• **Task prompt**:
Begin at the line containing "In the photo above, where can the metal hanging" in the data below and go on through the line containing "In the photo above, where can the hanging", repeating each line exactly; include both ends and no other line.

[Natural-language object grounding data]
......
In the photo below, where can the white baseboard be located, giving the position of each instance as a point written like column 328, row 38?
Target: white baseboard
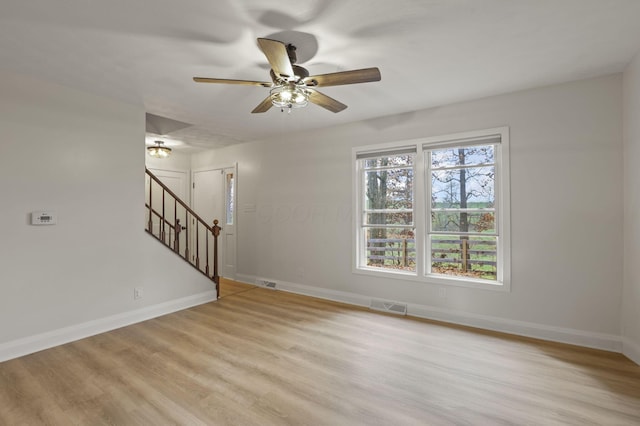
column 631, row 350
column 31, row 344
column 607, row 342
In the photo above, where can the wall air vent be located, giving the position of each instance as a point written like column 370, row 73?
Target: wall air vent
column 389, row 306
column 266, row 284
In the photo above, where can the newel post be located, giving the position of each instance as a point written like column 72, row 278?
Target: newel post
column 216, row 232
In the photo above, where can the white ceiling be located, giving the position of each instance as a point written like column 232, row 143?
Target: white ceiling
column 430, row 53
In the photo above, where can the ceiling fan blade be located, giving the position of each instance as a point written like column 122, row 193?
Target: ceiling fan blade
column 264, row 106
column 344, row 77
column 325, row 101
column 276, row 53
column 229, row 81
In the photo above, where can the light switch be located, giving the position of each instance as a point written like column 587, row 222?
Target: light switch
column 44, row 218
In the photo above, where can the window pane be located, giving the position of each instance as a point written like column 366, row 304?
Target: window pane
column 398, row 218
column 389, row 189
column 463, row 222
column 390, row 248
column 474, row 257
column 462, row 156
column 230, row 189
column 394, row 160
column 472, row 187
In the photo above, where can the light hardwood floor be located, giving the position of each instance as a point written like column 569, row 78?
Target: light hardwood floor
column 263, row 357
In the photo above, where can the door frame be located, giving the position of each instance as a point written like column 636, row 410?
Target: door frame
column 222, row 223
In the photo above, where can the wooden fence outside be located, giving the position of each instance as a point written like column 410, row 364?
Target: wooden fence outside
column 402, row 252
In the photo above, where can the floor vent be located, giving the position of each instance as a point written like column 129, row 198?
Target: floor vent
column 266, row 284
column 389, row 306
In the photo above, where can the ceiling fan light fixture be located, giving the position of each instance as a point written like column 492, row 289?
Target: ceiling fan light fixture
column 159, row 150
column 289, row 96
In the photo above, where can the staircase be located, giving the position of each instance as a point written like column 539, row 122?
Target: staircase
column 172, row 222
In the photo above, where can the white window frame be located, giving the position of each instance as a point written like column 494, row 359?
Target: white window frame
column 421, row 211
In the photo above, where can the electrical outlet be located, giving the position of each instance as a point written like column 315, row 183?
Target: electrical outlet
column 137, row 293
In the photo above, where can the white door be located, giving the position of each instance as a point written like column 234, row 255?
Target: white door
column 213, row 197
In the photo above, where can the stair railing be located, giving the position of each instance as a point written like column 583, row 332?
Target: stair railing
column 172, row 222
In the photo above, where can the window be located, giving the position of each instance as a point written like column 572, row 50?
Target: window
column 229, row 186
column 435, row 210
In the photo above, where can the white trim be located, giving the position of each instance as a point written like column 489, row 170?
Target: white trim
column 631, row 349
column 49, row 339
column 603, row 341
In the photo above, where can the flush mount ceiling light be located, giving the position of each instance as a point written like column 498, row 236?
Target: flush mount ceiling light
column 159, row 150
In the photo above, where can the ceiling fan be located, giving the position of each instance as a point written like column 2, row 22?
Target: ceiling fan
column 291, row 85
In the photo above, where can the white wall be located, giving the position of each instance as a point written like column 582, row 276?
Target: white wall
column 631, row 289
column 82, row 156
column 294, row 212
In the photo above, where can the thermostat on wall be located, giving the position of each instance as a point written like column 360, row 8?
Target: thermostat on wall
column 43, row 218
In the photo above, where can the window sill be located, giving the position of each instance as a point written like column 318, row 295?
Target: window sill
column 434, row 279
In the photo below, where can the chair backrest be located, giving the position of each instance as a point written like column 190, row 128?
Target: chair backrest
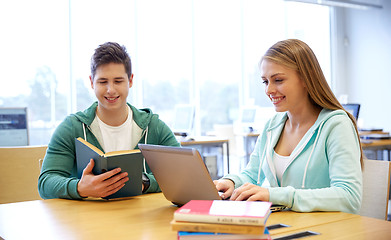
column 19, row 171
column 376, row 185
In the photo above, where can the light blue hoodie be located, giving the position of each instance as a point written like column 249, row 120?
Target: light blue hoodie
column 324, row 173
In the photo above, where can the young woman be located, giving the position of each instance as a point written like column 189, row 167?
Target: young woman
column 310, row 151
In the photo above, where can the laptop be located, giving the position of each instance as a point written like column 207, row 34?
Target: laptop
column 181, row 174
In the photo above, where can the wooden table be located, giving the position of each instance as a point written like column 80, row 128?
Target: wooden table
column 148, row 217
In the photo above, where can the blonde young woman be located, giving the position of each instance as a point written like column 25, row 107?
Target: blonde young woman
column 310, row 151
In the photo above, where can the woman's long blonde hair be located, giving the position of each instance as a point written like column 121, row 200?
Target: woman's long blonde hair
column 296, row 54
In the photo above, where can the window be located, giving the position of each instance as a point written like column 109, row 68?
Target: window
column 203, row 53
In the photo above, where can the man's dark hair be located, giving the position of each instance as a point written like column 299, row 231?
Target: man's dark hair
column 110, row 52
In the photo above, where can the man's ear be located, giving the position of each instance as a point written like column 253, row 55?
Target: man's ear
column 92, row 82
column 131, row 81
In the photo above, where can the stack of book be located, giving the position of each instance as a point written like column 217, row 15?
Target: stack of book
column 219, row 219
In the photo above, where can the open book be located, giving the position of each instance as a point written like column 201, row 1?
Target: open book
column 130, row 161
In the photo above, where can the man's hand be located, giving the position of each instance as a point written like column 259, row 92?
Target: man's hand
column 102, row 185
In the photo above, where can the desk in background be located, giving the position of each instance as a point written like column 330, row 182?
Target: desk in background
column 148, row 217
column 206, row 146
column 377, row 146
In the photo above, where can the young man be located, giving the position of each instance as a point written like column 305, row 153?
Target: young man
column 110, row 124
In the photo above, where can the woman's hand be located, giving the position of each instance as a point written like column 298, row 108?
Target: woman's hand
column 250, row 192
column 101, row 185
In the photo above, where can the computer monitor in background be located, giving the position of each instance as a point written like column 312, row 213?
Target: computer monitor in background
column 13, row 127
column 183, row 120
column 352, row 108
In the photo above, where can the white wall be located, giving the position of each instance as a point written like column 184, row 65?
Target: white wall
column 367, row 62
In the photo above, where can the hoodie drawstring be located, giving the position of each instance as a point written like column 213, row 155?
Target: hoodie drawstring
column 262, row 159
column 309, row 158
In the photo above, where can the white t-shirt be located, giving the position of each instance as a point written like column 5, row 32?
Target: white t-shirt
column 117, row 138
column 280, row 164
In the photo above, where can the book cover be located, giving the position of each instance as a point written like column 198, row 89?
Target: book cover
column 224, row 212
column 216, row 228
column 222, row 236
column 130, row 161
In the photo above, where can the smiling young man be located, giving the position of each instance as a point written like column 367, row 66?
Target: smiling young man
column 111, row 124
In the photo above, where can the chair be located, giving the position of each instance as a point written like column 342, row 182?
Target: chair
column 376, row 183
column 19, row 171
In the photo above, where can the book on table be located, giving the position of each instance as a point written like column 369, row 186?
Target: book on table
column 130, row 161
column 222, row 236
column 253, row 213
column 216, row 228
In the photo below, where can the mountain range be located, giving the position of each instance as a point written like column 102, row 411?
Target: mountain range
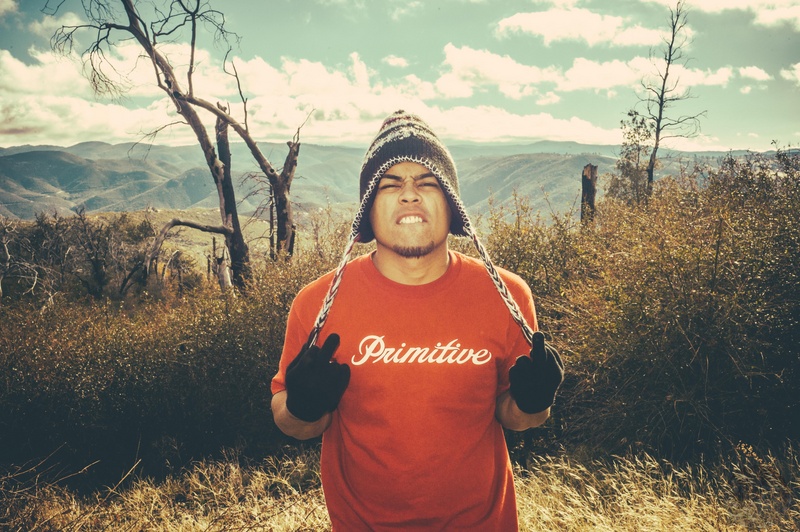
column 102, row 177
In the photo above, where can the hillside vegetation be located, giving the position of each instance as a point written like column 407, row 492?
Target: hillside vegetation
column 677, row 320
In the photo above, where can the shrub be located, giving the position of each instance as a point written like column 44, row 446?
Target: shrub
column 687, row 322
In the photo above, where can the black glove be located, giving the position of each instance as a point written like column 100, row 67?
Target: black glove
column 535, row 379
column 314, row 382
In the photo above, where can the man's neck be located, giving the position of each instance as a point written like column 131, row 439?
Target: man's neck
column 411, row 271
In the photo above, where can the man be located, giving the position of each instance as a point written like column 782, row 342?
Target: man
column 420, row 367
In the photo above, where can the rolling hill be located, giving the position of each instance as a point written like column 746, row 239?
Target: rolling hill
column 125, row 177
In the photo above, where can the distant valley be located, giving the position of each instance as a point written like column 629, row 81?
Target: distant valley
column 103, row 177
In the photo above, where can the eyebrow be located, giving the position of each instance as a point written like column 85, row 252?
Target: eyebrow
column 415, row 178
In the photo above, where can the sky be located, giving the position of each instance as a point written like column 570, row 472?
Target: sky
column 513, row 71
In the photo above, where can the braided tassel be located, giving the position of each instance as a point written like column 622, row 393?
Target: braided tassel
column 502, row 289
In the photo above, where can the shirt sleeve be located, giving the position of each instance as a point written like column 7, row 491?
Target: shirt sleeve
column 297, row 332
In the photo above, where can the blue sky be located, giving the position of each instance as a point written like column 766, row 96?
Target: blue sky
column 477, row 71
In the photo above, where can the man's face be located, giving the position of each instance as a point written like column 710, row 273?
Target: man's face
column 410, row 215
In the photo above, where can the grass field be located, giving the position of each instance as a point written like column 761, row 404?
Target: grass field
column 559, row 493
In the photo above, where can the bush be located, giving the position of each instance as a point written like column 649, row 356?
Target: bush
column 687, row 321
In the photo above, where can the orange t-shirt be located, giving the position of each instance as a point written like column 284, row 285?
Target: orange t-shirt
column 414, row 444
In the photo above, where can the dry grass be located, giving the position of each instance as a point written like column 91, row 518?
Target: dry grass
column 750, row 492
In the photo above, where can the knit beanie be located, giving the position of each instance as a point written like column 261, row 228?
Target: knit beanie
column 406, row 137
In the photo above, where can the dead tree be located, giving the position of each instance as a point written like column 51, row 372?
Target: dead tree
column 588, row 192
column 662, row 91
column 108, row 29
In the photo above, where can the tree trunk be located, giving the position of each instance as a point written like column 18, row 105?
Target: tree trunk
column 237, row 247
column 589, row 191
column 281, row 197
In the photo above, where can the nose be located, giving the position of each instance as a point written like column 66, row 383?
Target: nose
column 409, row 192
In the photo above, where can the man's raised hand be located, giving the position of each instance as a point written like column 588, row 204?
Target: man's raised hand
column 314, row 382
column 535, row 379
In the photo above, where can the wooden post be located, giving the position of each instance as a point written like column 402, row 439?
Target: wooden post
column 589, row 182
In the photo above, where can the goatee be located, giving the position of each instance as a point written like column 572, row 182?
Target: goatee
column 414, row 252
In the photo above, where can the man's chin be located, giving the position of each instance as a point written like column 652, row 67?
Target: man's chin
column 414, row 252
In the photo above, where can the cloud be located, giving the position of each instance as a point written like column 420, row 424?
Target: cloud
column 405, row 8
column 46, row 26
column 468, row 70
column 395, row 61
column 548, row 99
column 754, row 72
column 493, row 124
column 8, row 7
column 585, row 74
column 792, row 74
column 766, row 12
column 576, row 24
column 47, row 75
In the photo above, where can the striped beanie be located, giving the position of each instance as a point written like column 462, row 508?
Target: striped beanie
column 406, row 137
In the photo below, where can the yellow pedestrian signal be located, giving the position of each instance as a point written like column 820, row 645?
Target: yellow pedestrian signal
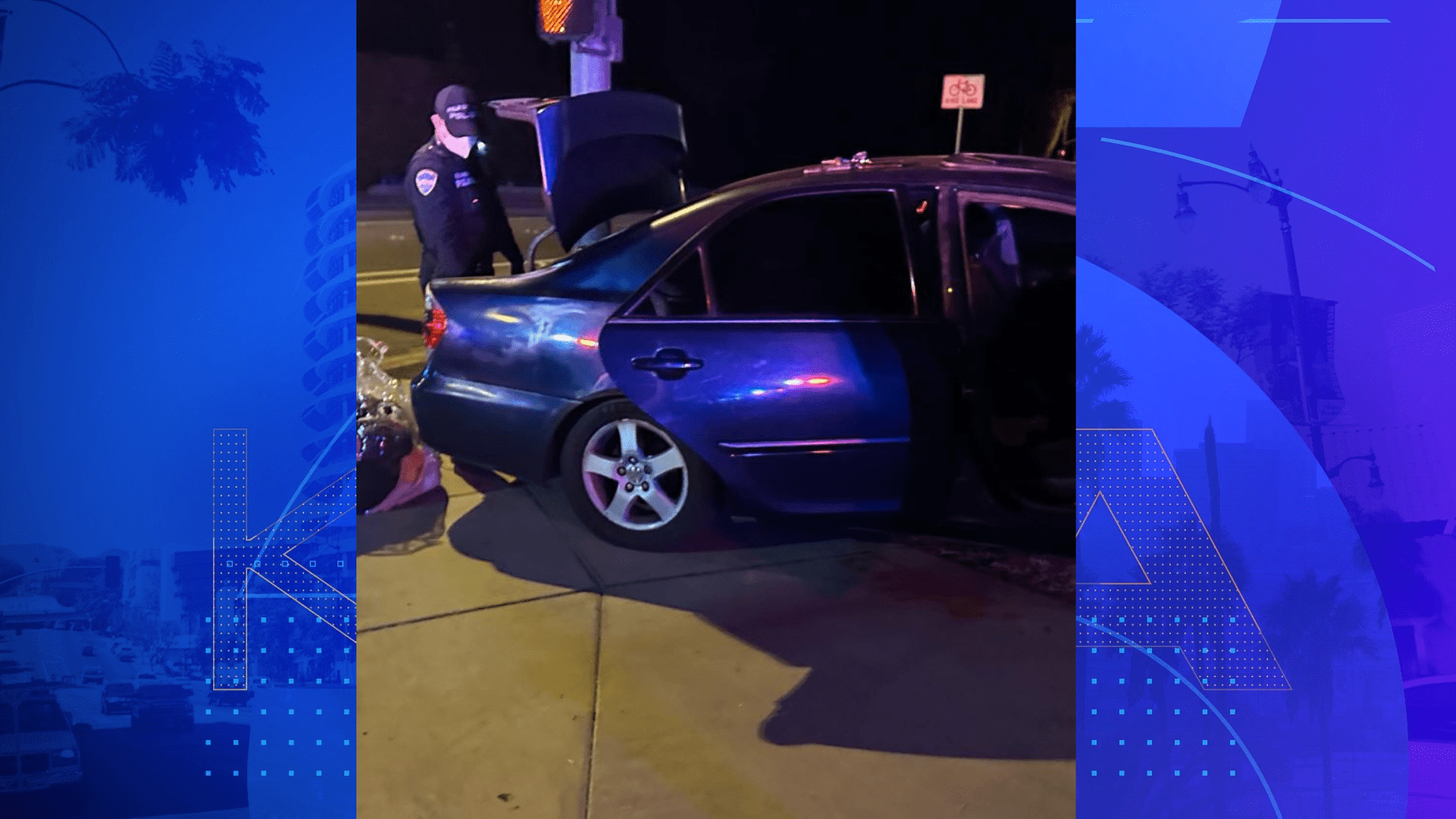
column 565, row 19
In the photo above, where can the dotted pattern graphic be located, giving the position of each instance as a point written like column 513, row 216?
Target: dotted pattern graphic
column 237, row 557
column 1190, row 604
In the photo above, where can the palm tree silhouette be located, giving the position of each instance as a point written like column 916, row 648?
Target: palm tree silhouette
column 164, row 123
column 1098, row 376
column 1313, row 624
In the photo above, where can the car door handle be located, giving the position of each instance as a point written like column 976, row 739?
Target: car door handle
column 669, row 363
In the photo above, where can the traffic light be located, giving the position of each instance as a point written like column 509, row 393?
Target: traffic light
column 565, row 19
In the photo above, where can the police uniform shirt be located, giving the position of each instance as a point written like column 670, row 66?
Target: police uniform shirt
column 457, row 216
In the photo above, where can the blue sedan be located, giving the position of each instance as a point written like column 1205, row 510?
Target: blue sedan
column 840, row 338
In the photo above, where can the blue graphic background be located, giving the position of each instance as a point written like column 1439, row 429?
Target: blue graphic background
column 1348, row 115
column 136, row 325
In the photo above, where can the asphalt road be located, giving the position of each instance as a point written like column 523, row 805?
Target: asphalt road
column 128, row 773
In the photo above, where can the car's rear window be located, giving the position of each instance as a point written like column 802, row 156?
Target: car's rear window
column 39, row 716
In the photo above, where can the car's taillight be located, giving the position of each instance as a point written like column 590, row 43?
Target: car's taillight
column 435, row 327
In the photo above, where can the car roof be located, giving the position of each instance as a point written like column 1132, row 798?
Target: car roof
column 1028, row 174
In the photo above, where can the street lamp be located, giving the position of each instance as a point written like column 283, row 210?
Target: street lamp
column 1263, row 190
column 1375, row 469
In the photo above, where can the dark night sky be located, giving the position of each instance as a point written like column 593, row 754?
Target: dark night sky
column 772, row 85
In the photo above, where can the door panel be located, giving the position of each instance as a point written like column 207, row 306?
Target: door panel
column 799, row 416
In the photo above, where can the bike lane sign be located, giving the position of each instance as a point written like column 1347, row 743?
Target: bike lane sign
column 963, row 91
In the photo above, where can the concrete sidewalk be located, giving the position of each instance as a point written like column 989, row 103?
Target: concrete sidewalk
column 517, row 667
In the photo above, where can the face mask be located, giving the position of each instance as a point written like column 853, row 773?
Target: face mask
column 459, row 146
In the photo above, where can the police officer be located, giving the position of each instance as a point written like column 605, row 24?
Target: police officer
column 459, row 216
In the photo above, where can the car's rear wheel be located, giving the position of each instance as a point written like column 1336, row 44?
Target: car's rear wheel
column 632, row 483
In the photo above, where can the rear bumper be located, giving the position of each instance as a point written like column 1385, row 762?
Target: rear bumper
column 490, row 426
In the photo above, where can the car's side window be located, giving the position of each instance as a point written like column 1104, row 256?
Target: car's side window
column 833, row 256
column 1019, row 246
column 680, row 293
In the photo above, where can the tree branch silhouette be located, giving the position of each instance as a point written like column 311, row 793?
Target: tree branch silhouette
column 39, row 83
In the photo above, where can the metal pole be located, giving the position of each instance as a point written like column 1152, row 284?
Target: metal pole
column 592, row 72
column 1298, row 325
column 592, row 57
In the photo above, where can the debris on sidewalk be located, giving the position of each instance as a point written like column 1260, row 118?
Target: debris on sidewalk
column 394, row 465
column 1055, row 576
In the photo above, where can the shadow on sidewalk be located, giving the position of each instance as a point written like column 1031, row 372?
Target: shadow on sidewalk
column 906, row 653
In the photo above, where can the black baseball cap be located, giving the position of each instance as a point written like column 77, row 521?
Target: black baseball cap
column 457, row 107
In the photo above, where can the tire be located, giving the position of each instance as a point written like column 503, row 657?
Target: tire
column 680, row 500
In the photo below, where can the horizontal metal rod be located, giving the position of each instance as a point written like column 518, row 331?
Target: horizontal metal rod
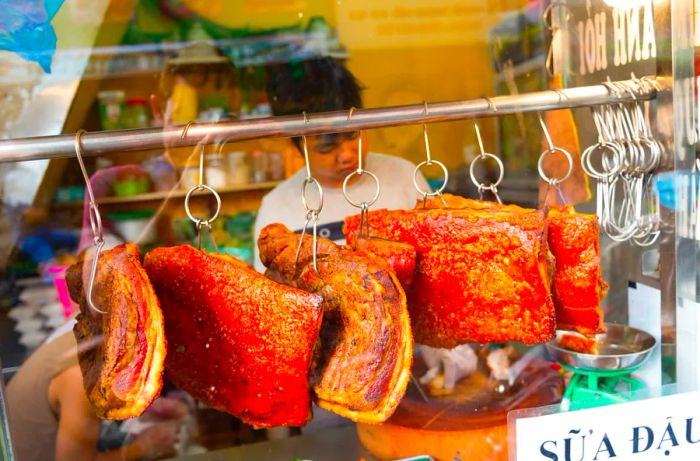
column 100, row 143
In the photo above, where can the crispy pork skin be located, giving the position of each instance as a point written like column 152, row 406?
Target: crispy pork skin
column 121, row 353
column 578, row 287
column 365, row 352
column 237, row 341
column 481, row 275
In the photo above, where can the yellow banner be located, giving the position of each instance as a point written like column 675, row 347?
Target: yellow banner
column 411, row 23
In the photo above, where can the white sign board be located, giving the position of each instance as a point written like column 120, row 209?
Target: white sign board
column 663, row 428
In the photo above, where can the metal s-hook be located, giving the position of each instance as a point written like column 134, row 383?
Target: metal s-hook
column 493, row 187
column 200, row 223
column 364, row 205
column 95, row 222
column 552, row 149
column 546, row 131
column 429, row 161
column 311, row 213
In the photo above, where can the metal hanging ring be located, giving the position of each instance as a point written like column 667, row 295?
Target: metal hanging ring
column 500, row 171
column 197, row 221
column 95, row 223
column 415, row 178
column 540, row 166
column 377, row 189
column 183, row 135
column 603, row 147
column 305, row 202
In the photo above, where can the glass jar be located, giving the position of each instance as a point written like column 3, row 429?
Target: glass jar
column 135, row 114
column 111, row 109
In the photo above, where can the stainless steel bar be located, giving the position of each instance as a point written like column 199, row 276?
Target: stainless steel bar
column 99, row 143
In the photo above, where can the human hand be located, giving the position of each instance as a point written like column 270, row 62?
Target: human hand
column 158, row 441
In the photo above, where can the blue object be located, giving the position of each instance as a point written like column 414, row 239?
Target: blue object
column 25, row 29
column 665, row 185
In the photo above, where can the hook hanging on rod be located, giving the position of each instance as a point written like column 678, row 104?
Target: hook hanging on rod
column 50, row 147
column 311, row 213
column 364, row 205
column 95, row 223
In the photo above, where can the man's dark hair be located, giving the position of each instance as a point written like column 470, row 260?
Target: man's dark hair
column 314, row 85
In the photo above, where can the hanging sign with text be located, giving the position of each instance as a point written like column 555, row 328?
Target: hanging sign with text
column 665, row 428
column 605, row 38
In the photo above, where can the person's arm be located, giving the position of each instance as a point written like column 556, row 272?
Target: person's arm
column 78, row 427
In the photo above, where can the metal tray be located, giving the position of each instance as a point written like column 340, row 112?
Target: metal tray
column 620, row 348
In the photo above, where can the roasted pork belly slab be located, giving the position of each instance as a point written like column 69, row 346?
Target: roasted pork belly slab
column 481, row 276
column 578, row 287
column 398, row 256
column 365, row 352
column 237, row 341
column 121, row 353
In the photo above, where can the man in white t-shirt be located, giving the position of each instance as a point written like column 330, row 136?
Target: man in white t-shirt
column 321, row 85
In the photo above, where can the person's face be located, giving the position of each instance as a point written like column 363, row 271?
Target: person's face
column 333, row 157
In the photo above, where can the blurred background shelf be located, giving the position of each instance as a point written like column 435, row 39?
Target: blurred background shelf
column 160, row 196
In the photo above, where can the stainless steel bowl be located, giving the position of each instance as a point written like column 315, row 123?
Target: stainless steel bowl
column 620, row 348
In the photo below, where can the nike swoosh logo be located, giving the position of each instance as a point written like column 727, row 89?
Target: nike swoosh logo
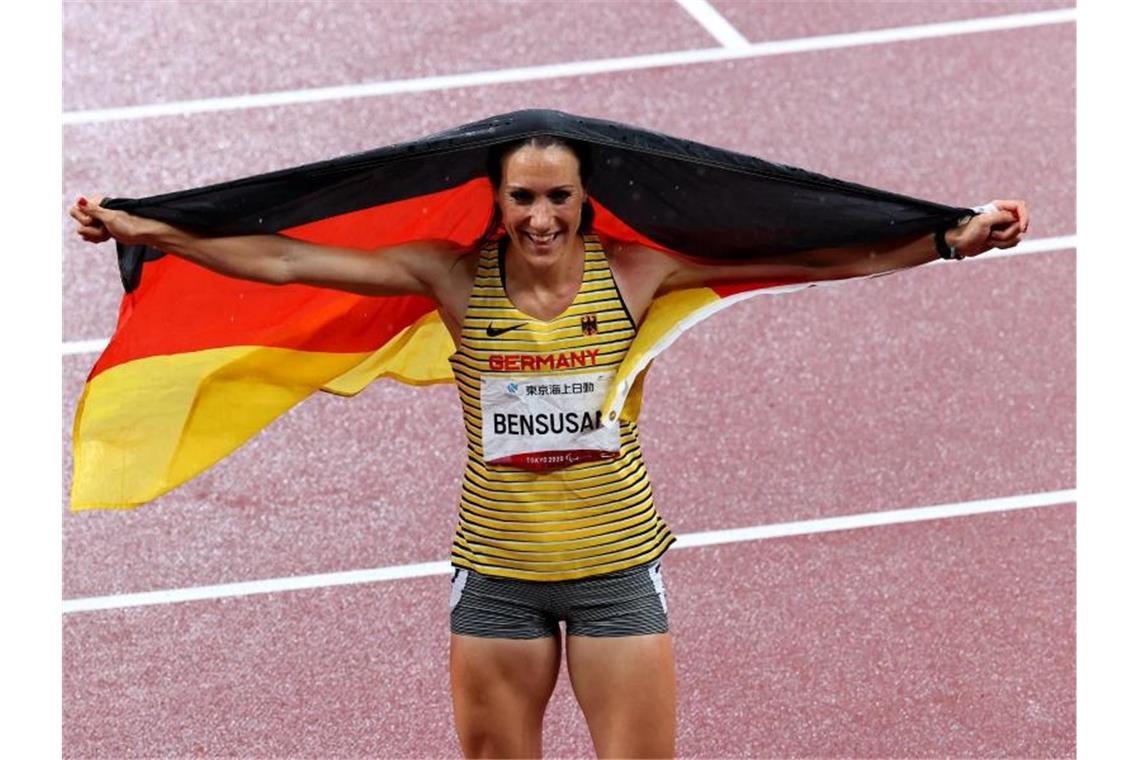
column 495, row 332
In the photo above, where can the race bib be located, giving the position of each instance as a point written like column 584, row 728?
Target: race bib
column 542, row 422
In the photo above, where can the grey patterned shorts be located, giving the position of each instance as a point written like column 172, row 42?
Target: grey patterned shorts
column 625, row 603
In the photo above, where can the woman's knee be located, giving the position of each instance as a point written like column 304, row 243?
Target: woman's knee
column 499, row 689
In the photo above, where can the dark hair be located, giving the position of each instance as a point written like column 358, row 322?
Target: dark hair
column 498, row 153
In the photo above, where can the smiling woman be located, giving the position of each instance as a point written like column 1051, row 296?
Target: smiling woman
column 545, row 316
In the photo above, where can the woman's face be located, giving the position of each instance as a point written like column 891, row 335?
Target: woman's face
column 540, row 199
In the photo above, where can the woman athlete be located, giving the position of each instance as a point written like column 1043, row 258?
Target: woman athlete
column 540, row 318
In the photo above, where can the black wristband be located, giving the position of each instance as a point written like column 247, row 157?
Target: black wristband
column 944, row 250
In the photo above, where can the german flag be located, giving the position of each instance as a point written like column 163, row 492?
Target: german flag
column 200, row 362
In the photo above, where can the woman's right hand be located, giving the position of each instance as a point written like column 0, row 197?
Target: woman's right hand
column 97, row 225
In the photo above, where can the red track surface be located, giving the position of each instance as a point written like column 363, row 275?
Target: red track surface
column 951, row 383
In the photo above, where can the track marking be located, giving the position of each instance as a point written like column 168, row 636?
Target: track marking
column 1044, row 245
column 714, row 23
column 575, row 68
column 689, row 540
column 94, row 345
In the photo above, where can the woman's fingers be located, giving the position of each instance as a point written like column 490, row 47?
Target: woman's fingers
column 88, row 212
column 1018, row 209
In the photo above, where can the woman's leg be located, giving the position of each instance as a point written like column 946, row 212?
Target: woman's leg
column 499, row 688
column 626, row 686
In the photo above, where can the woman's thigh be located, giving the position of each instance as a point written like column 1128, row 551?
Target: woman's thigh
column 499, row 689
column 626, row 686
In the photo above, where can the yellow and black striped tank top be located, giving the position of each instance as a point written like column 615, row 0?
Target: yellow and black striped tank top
......
• **Answer to the problem**:
In the photo above, where can the metal hanging ring be located, giving the position of each instance as a point written like column 667, row 295?
Target: metal hanging ring
column 500, row 171
column 197, row 221
column 95, row 223
column 415, row 178
column 540, row 166
column 377, row 189
column 183, row 135
column 603, row 147
column 305, row 202
In the photo above, where can the glass jar be located, giving the position of each instance as a point written like column 3, row 429?
Target: glass jar
column 135, row 114
column 111, row 109
In the photo above, where can the stainless steel bar be located, giving the position of each instance as a point written like column 199, row 276?
Target: stainless steel bar
column 99, row 143
In the photo above, where can the human hand be located, giving the position of each instance as a point written like column 270, row 62?
Target: human hand
column 158, row 441
In the photo above, where can the blue object be located, giving the position of each instance as a point written like column 414, row 239?
Target: blue object
column 25, row 29
column 665, row 185
In the photo above, where can the hook hanging on rod be located, giving the position of each instance as a point written like column 678, row 104?
Target: hook hanging on rod
column 50, row 147
column 311, row 213
column 364, row 205
column 95, row 223
In the photo above, where can the man's dark hair be located, giving the position of each instance as a point written like column 470, row 260?
Target: man's dark hair
column 314, row 85
In the photo above, where can the hanging sign with text be located, giving the position of each instance as a point written like column 555, row 328?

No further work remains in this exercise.